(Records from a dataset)
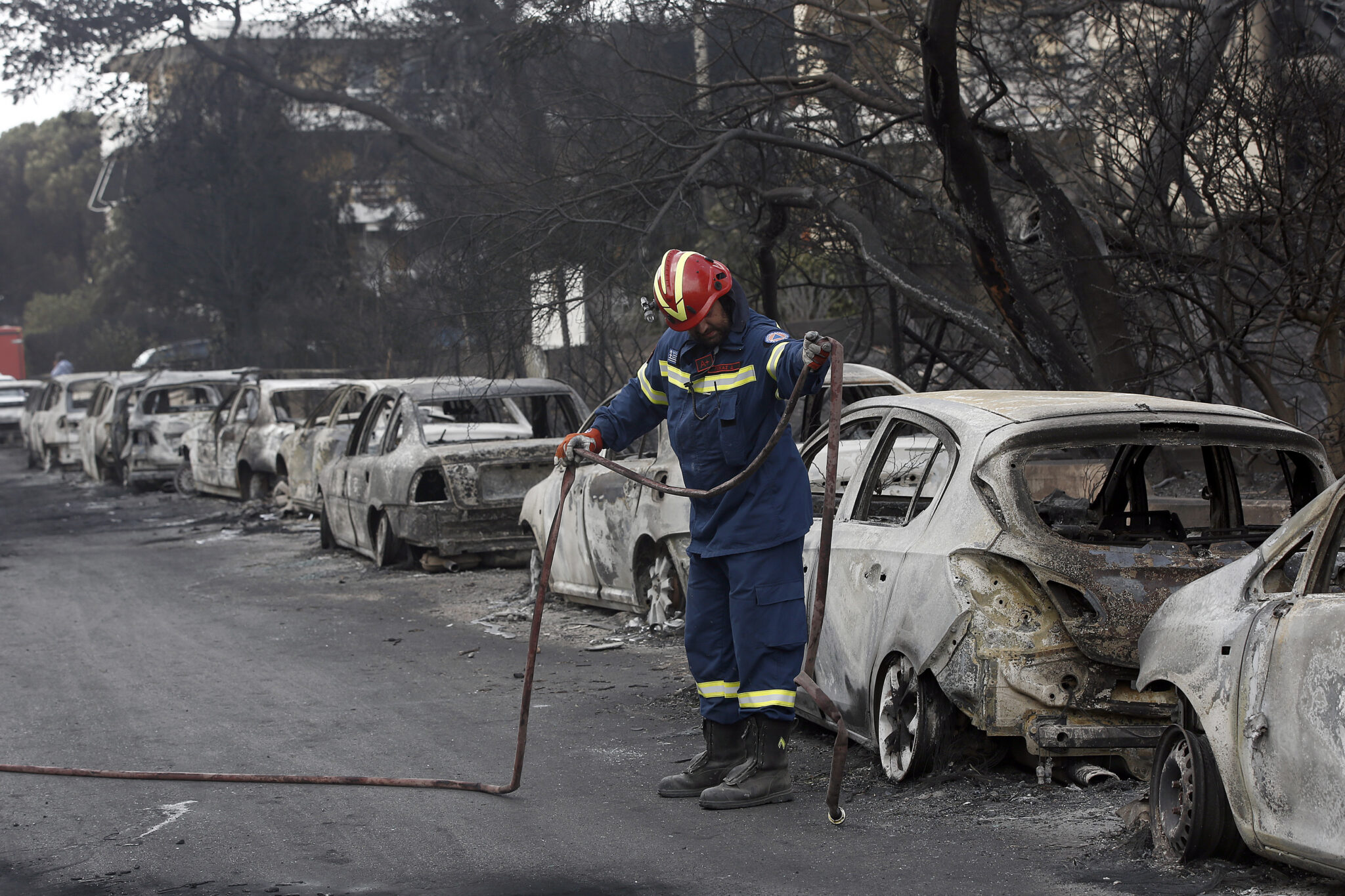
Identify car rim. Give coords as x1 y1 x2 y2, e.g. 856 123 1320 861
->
878 657 921 780
1155 736 1196 856
644 551 676 626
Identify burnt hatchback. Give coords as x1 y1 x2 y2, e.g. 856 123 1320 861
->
801 391 1330 779
317 377 588 568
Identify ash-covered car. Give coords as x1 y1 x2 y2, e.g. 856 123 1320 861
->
79 373 149 482
0 376 46 444
118 371 240 488
1136 480 1345 877
519 364 915 625
175 375 370 501
20 371 112 470
799 391 1330 780
273 380 389 513
317 377 588 568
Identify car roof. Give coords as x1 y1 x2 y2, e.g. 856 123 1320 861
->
145 370 248 387
51 371 118 385
822 362 916 395
384 376 583 402
257 379 361 393
846 389 1292 430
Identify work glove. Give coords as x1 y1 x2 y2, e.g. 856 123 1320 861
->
556 427 603 463
803 329 831 371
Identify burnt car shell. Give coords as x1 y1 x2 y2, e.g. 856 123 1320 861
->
799 391 1327 774
319 377 586 563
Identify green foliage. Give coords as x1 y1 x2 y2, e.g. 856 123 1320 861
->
23 286 99 336
0 112 102 322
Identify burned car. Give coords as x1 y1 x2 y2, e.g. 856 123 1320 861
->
521 364 912 625
1136 480 1345 877
79 373 148 482
273 380 393 513
317 377 586 568
20 372 112 470
175 375 367 501
0 376 46 444
125 371 240 489
799 391 1329 780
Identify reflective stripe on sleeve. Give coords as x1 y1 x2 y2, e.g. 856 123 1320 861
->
639 367 669 404
738 691 795 710
765 343 789 380
695 681 742 705
659 362 756 395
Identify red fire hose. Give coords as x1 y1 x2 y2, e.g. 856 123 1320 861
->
0 340 846 825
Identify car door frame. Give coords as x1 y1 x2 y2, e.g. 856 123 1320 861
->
805 407 960 740
1229 480 1345 870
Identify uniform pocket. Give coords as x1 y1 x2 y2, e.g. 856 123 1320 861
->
720 393 752 466
755 582 808 647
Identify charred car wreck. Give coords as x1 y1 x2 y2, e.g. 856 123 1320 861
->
317 377 586 568
801 391 1329 780
118 371 238 488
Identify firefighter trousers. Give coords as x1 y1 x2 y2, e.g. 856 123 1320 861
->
686 539 808 724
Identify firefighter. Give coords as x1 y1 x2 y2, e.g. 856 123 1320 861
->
557 250 831 809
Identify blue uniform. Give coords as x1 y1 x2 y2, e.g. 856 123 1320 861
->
594 284 822 724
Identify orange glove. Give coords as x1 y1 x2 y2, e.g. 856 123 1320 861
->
556 426 603 463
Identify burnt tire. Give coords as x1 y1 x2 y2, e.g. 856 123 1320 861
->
238 466 257 502
172 461 196 498
1149 725 1243 863
271 473 293 513
374 513 410 568
874 653 955 780
317 492 336 551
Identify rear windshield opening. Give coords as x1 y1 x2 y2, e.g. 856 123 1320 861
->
416 395 579 444
1019 444 1318 552
140 385 219 414
271 388 339 423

● **Problem to work on**: Copy all of the rows above word for word, leaving out the pictures.

● **Completed task**:
Identify car rim. Give coords as x1 y1 x2 y2, e.g. 856 123 1320 861
->
878 657 921 780
1155 736 1196 856
644 551 676 626
Identify burnt hatchback. Give coords as x1 y1 x2 y2, e.g. 856 123 1320 861
->
801 391 1330 779
317 377 588 568
Identify ash-covered car. Give coords as x1 y1 x2 y2, e.g. 856 123 1320 861
->
79 373 149 482
0 376 46 444
118 371 240 488
1136 480 1345 877
519 364 915 625
175 375 370 501
20 371 112 470
799 391 1330 780
273 380 389 513
317 377 588 568
Identify car roof. Give coords as x1 y1 x2 y2, e.g. 856 123 1320 861
->
145 370 248 387
51 371 118 385
822 362 916 395
384 376 583 402
257 379 361 393
846 389 1292 430
Identify work glove. Give coords as x1 y1 x2 y2, e.g. 856 123 1320 861
->
556 427 603 463
803 329 831 371
Identify burnt car shell. Give coords as x1 y1 x2 y2, e.g. 856 123 1320 861
->
799 391 1327 774
319 377 586 563
Identify green foliage. Give coords as x1 y1 x2 y2, e.g. 856 123 1320 861
->
23 286 99 336
0 112 102 322
Identify burned car. Give coords as x1 y1 x2 y2, e.g. 856 123 1320 861
->
521 364 912 625
1136 480 1345 877
79 373 148 482
273 380 393 513
317 377 586 568
20 372 112 470
175 375 367 501
0 376 46 444
125 371 240 489
799 391 1329 780
Identify reflective stripe on sleeve. Give coords as x1 y1 x2 y2, e.g. 856 123 1320 861
->
639 367 669 404
738 691 795 710
765 343 789 380
695 681 742 705
659 362 756 395
Identify red fire hose. Give coords as x1 y1 x2 y2, e.g. 856 123 1320 861
->
0 340 846 825
Identify car door frame. Give coords as x1 y1 x2 y2, e.g. 856 123 1320 861
->
805 407 960 740
1229 480 1345 870
Identify uniform pocket. Give coords as x1 y1 x2 y2, e.g. 856 123 1320 861
->
720 393 752 466
755 582 808 647
Identify charred car wreck. Give coords as x1 y1 x2 y2, e.g. 856 123 1320 861
->
317 377 586 568
801 391 1329 780
118 371 238 488
Identify firefighter trousers. Give coords as x1 y1 x2 y2, e.g. 856 123 1320 861
->
686 539 808 724
Identify firefighter. Give coords as x1 y1 x2 y2, e.g. 856 123 1320 861
->
557 250 831 809
Identify blue uniform. Give coords as x1 y1 x2 y2, e.g. 856 123 1320 861
->
594 284 822 724
Identify orange glove. Give coords as x1 y1 x2 y2, e.g. 856 123 1320 861
->
556 426 603 463
Identify burnt tire. Give coords as x1 y1 x2 y2, e.g. 856 123 1320 861
->
238 466 257 502
172 461 196 498
1149 725 1243 863
271 473 293 513
374 513 410 568
874 653 955 780
317 492 336 551
Identify rear windshield opening. Give coords as x1 y1 x2 y2, e.g. 856 123 1320 861
->
416 395 579 444
1019 444 1318 552
140 385 219 414
271 388 339 423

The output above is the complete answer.